Recast every line of the rows below as a Markdown table with the columns No. and Line, numbering each line and skipping blank ones. Leave the pictures out of your answer.

[Point labeling dataset excerpts]
━━━━━━━━━━
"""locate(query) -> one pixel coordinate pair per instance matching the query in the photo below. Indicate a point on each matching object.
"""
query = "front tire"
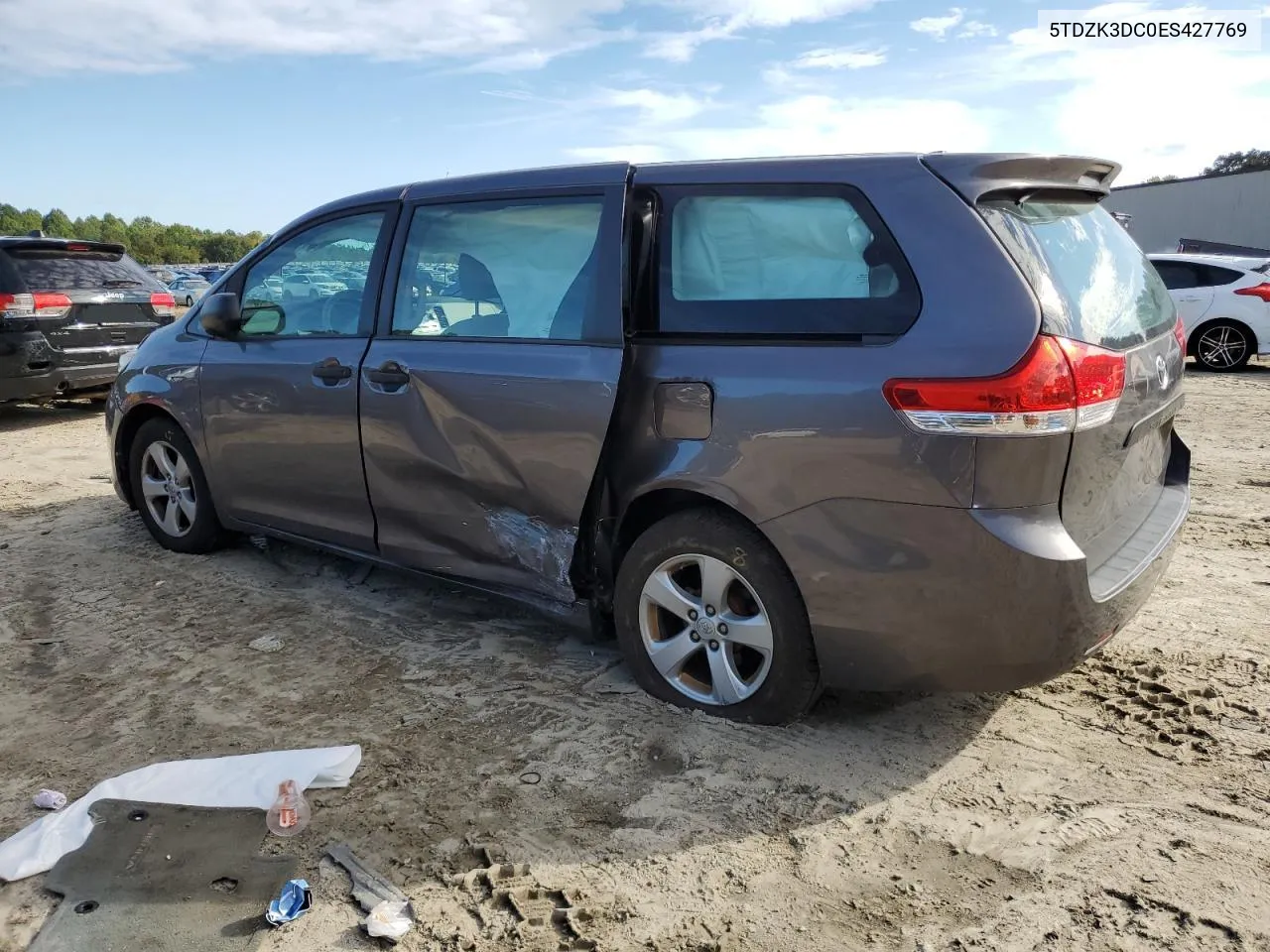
(710, 619)
(171, 489)
(1223, 348)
━━━━━━━━━━
• **FULL RESPONSE**
| No. | Line |
|---|---|
| 1 | """locate(query) -> one pixel coordinate pair per instance matching the query in the photo below. Indicate a point on each matching object. |
| 2 | """ |
| 3 | query = "front tire" |
| 4 | (710, 619) |
| 5 | (171, 489) |
| 6 | (1223, 348) |